»»

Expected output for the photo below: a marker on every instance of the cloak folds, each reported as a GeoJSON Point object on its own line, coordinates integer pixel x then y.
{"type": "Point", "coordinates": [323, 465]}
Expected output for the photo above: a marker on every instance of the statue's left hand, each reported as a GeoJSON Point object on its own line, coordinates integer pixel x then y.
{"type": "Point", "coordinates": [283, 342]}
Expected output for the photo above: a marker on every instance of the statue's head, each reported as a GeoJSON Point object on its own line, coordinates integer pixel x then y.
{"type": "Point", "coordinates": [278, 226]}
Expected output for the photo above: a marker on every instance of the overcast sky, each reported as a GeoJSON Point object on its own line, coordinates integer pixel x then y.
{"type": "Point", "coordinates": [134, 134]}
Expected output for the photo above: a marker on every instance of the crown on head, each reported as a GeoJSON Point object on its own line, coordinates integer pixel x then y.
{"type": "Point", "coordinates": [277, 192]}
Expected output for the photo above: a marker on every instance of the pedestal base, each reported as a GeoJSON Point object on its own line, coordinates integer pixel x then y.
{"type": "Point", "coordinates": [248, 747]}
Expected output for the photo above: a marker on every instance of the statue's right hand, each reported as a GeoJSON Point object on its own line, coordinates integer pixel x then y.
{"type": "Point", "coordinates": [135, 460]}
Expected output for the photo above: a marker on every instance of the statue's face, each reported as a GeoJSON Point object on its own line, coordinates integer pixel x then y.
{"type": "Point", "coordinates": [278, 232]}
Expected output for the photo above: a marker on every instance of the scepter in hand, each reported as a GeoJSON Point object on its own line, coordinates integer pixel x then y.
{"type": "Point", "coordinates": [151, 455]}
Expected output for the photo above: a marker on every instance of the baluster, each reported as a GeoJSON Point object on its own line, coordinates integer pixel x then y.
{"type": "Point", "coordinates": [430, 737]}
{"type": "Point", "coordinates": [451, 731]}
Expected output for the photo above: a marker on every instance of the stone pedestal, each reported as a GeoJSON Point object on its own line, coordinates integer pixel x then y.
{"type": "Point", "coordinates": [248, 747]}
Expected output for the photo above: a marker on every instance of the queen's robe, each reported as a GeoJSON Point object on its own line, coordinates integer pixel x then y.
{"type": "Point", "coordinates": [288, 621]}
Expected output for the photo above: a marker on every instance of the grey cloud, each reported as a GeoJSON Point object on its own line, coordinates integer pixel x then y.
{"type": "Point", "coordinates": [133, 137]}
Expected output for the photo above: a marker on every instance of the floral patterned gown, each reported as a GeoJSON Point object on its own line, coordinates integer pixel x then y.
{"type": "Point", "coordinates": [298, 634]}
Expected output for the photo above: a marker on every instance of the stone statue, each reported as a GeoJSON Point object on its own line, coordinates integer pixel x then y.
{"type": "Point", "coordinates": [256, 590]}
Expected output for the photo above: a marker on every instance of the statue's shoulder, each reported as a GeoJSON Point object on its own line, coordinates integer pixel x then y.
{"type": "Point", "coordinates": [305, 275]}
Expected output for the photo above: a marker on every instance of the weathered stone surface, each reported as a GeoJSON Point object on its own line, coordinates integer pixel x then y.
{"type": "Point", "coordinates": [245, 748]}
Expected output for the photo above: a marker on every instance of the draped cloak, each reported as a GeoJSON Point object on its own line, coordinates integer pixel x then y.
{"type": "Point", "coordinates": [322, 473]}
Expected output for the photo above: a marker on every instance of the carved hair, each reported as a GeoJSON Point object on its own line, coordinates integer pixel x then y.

««

Directive: Please output the entire listing exactly as it stands.

Completed exercise:
Expected output for the photo below: a marker on every instance of the cloak folds, each reported as a GeoJSON Point object on its own line, coordinates integer pixel x then y.
{"type": "Point", "coordinates": [323, 465]}
Expected output for the photo above: a marker on every instance of the statue's left hand, each reported as a GeoJSON Point object on its own line, coordinates integer pixel x then y.
{"type": "Point", "coordinates": [283, 342]}
Expected output for the photo above: a marker on every instance of the statue's head, each reported as a GeoJSON Point object on its own line, coordinates integer pixel x then y.
{"type": "Point", "coordinates": [278, 226]}
Expected output for the photo above: a marker on every instance of the overcast sky, each reported as a GeoJSON Point object on its own line, coordinates integer pixel x then y.
{"type": "Point", "coordinates": [134, 134]}
Expected output for the photo above: a marker on every instance of the crown on head, each reported as a GeoJSON Point object on its own line, coordinates integer pixel x then y.
{"type": "Point", "coordinates": [277, 192]}
Expected output for the photo above: a marker on every instance of the pedestal base, each reported as a GeoJSON Point object on its own line, coordinates integer pixel x then y.
{"type": "Point", "coordinates": [248, 747]}
Expected output for the photo above: a marker on every instance of the statue's right hand, each reported as a GeoJSON Point object on its own line, coordinates integer pixel x then y.
{"type": "Point", "coordinates": [135, 460]}
Expected output for the photo above: a marker on every instance of the statue's face, each reported as a GeoJSON Point object on its own line, coordinates integer pixel x then y.
{"type": "Point", "coordinates": [278, 232]}
Expected output for the photo above: a marker on every instance of the scepter in hand, each reported as a GeoJSON Point object on its own line, coordinates integer pixel x then y.
{"type": "Point", "coordinates": [151, 455]}
Expected output for the photo above: a marker on every instance of the baluster, each reported as a GeoJSON Point object on its own line, coordinates integer pixel x then y.
{"type": "Point", "coordinates": [430, 737]}
{"type": "Point", "coordinates": [451, 731]}
Expected output for the photo above: a marker on every instance of the stone pedestal, each reported as a GeoJSON Point object on its own line, coordinates integer pixel x then y.
{"type": "Point", "coordinates": [248, 747]}
Expected output for the photo above: a marker on every instance of the queen's robe, each reported as a GeoJSON Point object on its own line, coordinates integer pixel x then y.
{"type": "Point", "coordinates": [288, 621]}
Expected output for the photo above: a marker on every instance of the grey cloud, each reported as a GeoJSON Point object on its own line, coordinates integer pixel x then y.
{"type": "Point", "coordinates": [133, 137]}
Expected output for the photo above: a marker on every instance of the floral patterned gown, each reported as a GeoJSON Point object on its own line, coordinates integer pixel x then y.
{"type": "Point", "coordinates": [298, 634]}
Expected output for the photo above: a marker on every instance of the stone statue, each reported as a GeoJSON Point object on its own line, coordinates integer pixel x then y.
{"type": "Point", "coordinates": [256, 590]}
Expected output for the photo above: a marker on every instance of the statue's shoulder, each reported as a GeoJSON Point object on its own line, coordinates integer pixel x then y.
{"type": "Point", "coordinates": [305, 275]}
Expected output for the photo above: a marker on every instance of the weathered stone surface, each reported as a GeoJSON Point object on its own line, coordinates integer pixel x then y.
{"type": "Point", "coordinates": [245, 748]}
Expected output for the photo above: a marker on every instance of the draped cloak, each reported as a GeoJSON Point object on its own line, coordinates integer pixel x then y.
{"type": "Point", "coordinates": [322, 473]}
Expected output for the photo above: a marker on every instance of the carved hair, each reported as a GeoJSON Point object on its own line, coordinates integer pixel x then y.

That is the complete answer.